Excerpts from a dataset
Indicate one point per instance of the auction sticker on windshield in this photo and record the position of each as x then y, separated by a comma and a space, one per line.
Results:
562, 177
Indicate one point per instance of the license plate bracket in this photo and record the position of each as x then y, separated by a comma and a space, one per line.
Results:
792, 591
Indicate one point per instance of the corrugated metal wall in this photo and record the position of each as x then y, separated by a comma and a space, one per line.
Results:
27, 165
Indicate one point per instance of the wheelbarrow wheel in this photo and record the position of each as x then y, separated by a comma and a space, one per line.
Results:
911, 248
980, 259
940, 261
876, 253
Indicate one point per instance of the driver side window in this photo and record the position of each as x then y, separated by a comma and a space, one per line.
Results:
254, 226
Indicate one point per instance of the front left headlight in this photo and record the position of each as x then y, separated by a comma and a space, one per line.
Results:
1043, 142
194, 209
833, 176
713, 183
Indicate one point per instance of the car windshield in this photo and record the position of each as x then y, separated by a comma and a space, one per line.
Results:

» Problem to work on: Find every line in the records that has the string "this", then state how many there are and nothing else.

» Completed exercise: 7